WHAT IS ASKED:
Please reproduce the stretch from the start of the items through the line containing "[[[0,63],[0,141],[74,138],[72,62]]]", including both ends, character for character and without the pictures.

Segmentation dataset items:

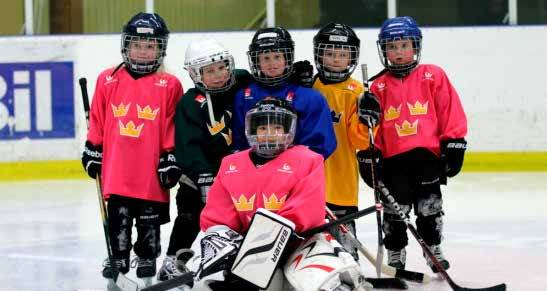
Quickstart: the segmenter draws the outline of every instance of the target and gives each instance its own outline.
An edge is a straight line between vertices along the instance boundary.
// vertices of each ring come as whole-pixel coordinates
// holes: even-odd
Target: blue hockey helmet
[[[414,60],[403,65],[390,63],[386,57],[386,45],[388,42],[410,39],[414,49]],[[378,34],[378,55],[384,67],[397,77],[404,77],[414,70],[420,62],[422,51],[422,31],[414,18],[402,16],[387,19]]]
[[[122,57],[126,67],[137,74],[155,72],[165,57],[168,38],[167,25],[158,14],[140,12],[133,16],[122,31]],[[153,60],[130,57],[131,50],[143,41],[154,44],[156,53]]]

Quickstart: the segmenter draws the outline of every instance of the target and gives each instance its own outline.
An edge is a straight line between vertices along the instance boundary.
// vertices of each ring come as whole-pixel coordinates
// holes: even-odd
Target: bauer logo
[[[0,140],[74,136],[72,62],[0,63]]]

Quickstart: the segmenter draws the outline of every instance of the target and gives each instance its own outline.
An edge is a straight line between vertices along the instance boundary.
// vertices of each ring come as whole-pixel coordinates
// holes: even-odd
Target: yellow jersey
[[[355,153],[369,147],[368,127],[359,122],[357,116],[357,98],[364,91],[363,84],[353,78],[323,84],[316,78],[313,88],[329,103],[338,142],[334,153],[325,161],[326,201],[340,206],[358,206],[359,172]]]

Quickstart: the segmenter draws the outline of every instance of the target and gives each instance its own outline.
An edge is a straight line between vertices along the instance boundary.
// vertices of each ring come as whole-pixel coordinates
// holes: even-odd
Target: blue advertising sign
[[[0,63],[0,141],[74,138],[72,62]]]

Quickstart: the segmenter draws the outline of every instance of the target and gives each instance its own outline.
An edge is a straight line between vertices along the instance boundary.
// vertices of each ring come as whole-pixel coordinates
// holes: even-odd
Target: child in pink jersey
[[[406,214],[414,207],[418,233],[448,269],[440,247],[444,215],[440,185],[461,169],[467,119],[446,73],[436,65],[419,64],[421,50],[422,32],[414,19],[405,16],[384,22],[378,53],[385,70],[370,88],[382,108],[375,137],[381,153],[373,155],[383,158],[379,179]],[[361,151],[358,156],[361,175],[370,185],[370,163],[363,161],[371,153]],[[404,269],[406,225],[390,207],[384,211],[383,231],[388,264]],[[427,263],[438,272],[429,259]]]

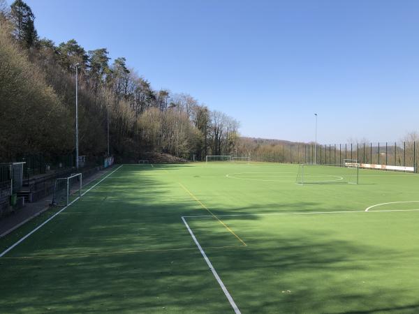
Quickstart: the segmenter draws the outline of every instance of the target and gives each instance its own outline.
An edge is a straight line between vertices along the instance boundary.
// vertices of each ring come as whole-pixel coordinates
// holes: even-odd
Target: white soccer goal
[[[250,163],[250,157],[233,157],[231,160],[235,163]]]
[[[205,163],[210,163],[211,161],[231,161],[230,156],[216,156],[210,155],[205,156]]]
[[[344,163],[342,164],[342,166],[349,167],[359,167],[360,163],[358,163],[358,159],[344,159]]]
[[[72,174],[66,178],[55,179],[51,204],[53,206],[66,206],[71,202],[81,196],[82,174]]]
[[[358,184],[359,166],[358,160],[342,165],[303,164],[298,167],[296,182],[306,184]]]

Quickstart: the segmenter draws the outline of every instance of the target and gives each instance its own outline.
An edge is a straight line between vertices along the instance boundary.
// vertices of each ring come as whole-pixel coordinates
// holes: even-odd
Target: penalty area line
[[[212,272],[212,274],[215,277],[215,279],[216,279],[216,281],[218,282],[219,285],[221,287],[221,290],[224,292],[224,294],[227,297],[227,299],[228,299],[228,301],[230,302],[230,304],[231,305],[231,307],[233,308],[233,309],[234,310],[234,311],[235,311],[235,313],[236,314],[240,314],[240,310],[239,310],[239,308],[237,307],[237,306],[236,305],[235,302],[233,299],[233,297],[230,294],[230,292],[228,292],[228,290],[227,290],[227,288],[224,285],[224,283],[221,281],[221,278],[220,278],[220,276],[216,273],[216,271],[215,270],[215,269],[212,266],[212,264],[211,264],[211,262],[210,261],[210,259],[208,258],[208,257],[205,254],[205,252],[204,252],[204,250],[203,249],[203,248],[201,247],[200,244],[199,244],[199,242],[198,241],[198,240],[195,237],[195,234],[193,234],[193,232],[192,232],[192,230],[189,227],[189,225],[186,223],[186,220],[185,220],[185,218],[184,217],[181,217],[181,218],[182,218],[182,220],[183,220],[184,225],[186,226],[186,228],[188,229],[188,231],[189,232],[189,234],[191,234],[191,237],[192,237],[192,239],[195,242],[195,244],[196,244],[196,246],[198,246],[198,248],[199,249],[199,251],[200,252],[201,255],[204,257],[204,260],[207,262],[207,264],[210,267],[210,269],[211,269],[211,271]]]
[[[273,216],[273,215],[321,215],[326,214],[354,214],[354,213],[390,213],[395,211],[418,211],[419,209],[384,209],[377,211],[311,211],[308,213],[296,212],[296,213],[262,213],[262,214],[221,214],[218,215],[220,217],[225,216],[235,216],[240,217],[243,216]],[[184,218],[211,218],[211,215],[196,215],[196,216],[184,216]]]
[[[380,203],[380,204],[376,204],[375,205],[372,205],[370,206],[369,207],[367,207],[365,209],[365,211],[368,211],[370,209],[373,208],[373,207],[376,207],[377,206],[381,206],[381,205],[387,205],[388,204],[400,204],[400,203],[418,203],[419,202],[419,201],[399,201],[399,202],[389,202],[387,203]],[[412,209],[411,209],[411,211]],[[399,210],[401,211],[401,209]],[[404,211],[409,211],[408,209],[406,209]]]
[[[82,196],[83,196],[84,194],[86,194],[87,192],[89,192],[90,190],[91,190],[93,188],[94,188],[95,186],[96,186],[98,184],[100,184],[101,182],[102,182],[103,180],[105,180],[106,178],[108,178],[110,175],[111,175],[112,173],[114,173],[115,171],[118,170],[119,168],[121,168],[121,167],[122,167],[123,165],[121,165],[119,167],[118,167],[117,169],[115,169],[114,171],[112,171],[112,172],[110,172],[110,174],[108,174],[106,177],[105,177],[104,178],[103,178],[101,181],[99,181],[98,182],[97,182],[95,185],[94,185],[93,186],[91,186],[90,188],[89,188],[89,190],[87,190],[86,192],[84,192],[84,193],[82,194]],[[39,229],[41,229],[42,227],[43,227],[45,224],[47,224],[48,222],[51,221],[53,218],[54,218],[57,216],[58,216],[60,213],[61,213],[62,211],[65,211],[67,208],[68,208],[72,204],[73,204],[75,202],[78,201],[79,199],[80,198],[80,197],[78,197],[76,199],[73,200],[70,204],[68,204],[67,206],[66,206],[65,207],[62,208],[61,209],[60,209],[59,211],[57,211],[57,213],[55,213],[54,215],[52,215],[51,217],[50,217],[48,219],[47,219],[45,221],[44,221],[43,223],[42,223],[41,225],[39,225],[38,227],[36,227],[35,229],[34,229],[32,231],[31,231],[29,233],[28,233],[27,234],[26,234],[25,236],[22,237],[22,238],[20,238],[17,242],[15,242],[15,244],[13,244],[12,246],[9,246],[8,248],[6,248],[5,251],[3,251],[1,253],[0,253],[0,257],[2,257],[3,256],[4,256],[8,252],[9,252],[10,250],[13,249],[15,247],[17,246],[19,244],[20,244],[22,242],[23,242],[27,238],[28,238],[29,237],[30,237],[32,234],[34,234],[34,232],[36,232],[36,231],[38,231]]]

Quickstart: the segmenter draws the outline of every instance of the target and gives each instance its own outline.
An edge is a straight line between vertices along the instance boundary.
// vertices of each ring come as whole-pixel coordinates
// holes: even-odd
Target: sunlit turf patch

RIGHT ANSWER:
Quickstart: the segmenter draws the outline of every instance of the target and gives each instance its own outline.
An edge is a straight line between vertices along the instance boundary.
// vertices of each ring come as whole-pixel coordinates
// holes: even-odd
Target: blue hockey helmet
[[[414,60],[403,65],[390,63],[386,57],[386,45],[388,42],[410,39],[414,49]],[[378,34],[378,55],[384,67],[397,77],[404,77],[414,70],[420,62],[422,51],[422,31],[414,18],[402,16],[387,19]]]
[[[122,57],[126,67],[137,74],[155,72],[165,57],[168,38],[167,25],[158,14],[140,12],[133,16],[122,31]],[[153,60],[130,57],[131,50],[143,41],[154,44],[156,53]]]

Quickstart: the segmenter draws the outline of every instance of the target and gives each instance its own outline.
An edge is a straight line between vertices along the instance boundary.
// vertices of each ring come as whole-pixel coordinates
// holes: even-odd
Target: bauer logo
[[[0,140],[74,136],[72,62],[0,63]]]

Quickstart: the segmenter draws the outline of every instance of the target and gives each instance its own outline.
An edge is a straight line between vertices along the instance boundary.
// vertices of each ring come as whole-pixel coordinates
// holes: even-odd
Target: yellow jersey
[[[355,153],[369,147],[368,127],[359,122],[357,116],[357,98],[364,91],[363,84],[353,78],[323,84],[316,78],[313,88],[329,103],[338,142],[334,153],[325,161],[326,201],[340,206],[358,206],[359,172]]]

Quickstart: the segmenter draws the outline of every instance of the target and gives each instance its own outline.
An edge is a straight line between vertices along the instance boundary.
// vertices of each ring come as whole-pixel coordinates
// holes: even-odd
Target: blue advertising sign
[[[0,63],[0,141],[74,138],[72,62]]]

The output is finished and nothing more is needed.